Named-object pointing records
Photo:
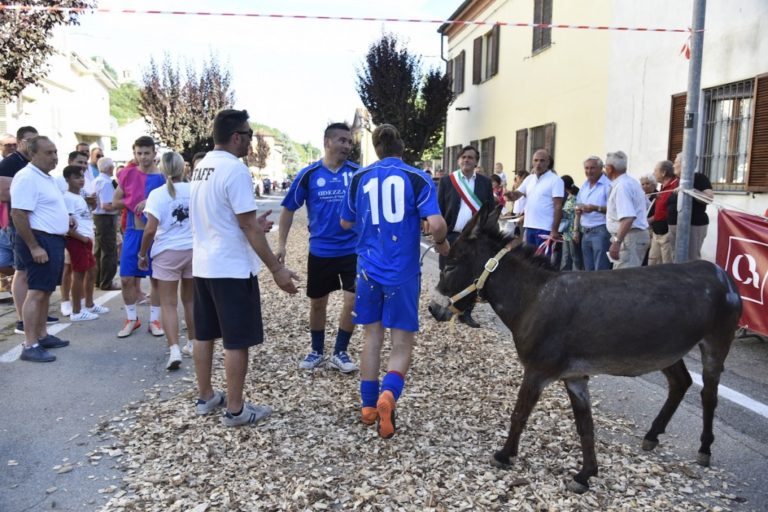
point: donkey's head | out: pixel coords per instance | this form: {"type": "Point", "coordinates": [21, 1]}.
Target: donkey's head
{"type": "Point", "coordinates": [480, 240]}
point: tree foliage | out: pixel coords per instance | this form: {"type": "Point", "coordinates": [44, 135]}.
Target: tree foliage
{"type": "Point", "coordinates": [25, 41]}
{"type": "Point", "coordinates": [394, 89]}
{"type": "Point", "coordinates": [180, 109]}
{"type": "Point", "coordinates": [124, 103]}
{"type": "Point", "coordinates": [257, 157]}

*Exercise details*: Copy all of the records above word for word, but leave out the pictures.

*Full answer*:
Photo:
point: donkey's head | out: pixel coords per instance | this form: {"type": "Point", "coordinates": [21, 1]}.
Target: donkey's head
{"type": "Point", "coordinates": [480, 240]}
point: tree foliage | out: pixel coords per instance | this form: {"type": "Point", "coordinates": [44, 135]}.
Target: tree foliage
{"type": "Point", "coordinates": [25, 41]}
{"type": "Point", "coordinates": [394, 89]}
{"type": "Point", "coordinates": [180, 109]}
{"type": "Point", "coordinates": [124, 103]}
{"type": "Point", "coordinates": [257, 157]}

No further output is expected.